● PROVIDED TEXT:
-- BEGIN --
Chapter 805, § 5. This provision becomes effective October 1, 2014. Id. § 6.
Prior to this amendment, Tenn. Code Ann. § 8-21-1201 provided that notaries public were entitled to demand and receive a fee of $1.00 "[f]or recording in a well-bound book, to be kept by the notary for that purpose, each attestation, protestation, and other instrument of publication." Chapter 805 deleted this section in its entirety; it also deleted Tenn. Code Ann. § 8-16-118, which similarly allowed a notary public a fee of $1.00 "for recording in a well-bound book . . . each of the notary's attestations, protestations, and other instruments of publication."
-- END --
● GIVEN MATERIAL:
-- BEGIN --
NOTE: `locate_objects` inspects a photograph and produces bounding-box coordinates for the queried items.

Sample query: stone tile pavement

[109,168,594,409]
-- END --
● WORK TO COMPLETE:
A: Answer these questions from the passage on Tennessee notary fees:
(i) On what date does the provision take effect?
(ii) What fee could a notary demand under the prior version of Tenn. Code Ann. § 8-21-1201 for recording each attestation, protestation, and other instrument of publication?
(iii) Besides § 8-21-1201, which section of the Tennessee Code did Chapter 805 delete?
B: Extend the passage on Tennessee notary fees, picking up right after its final sentence.

● RESPONSES TO THE TASKS:
A:
(i) October 1, 2014
(ii) $1.00
(iii) Tenn. Code Ann. § 8-16-118

B:
This language tied the notary's receipt of a fee directly to the duty to record in a well-bound book. But under Public Chapter 805, the duty to "keep a record in a well-bound book of each of the notaries public's acts, attestations, protestations, and other instruments of publications" is separate and distinct from the authority to receive reasonable fees and compensation for services provided. Based on the plain language of Chapter 805, beginning October 1, 2014, a notary public is required to keep a record of his or her acts in a well-bound book regardless of whether the notary public receives a fee or compensation for his or her services.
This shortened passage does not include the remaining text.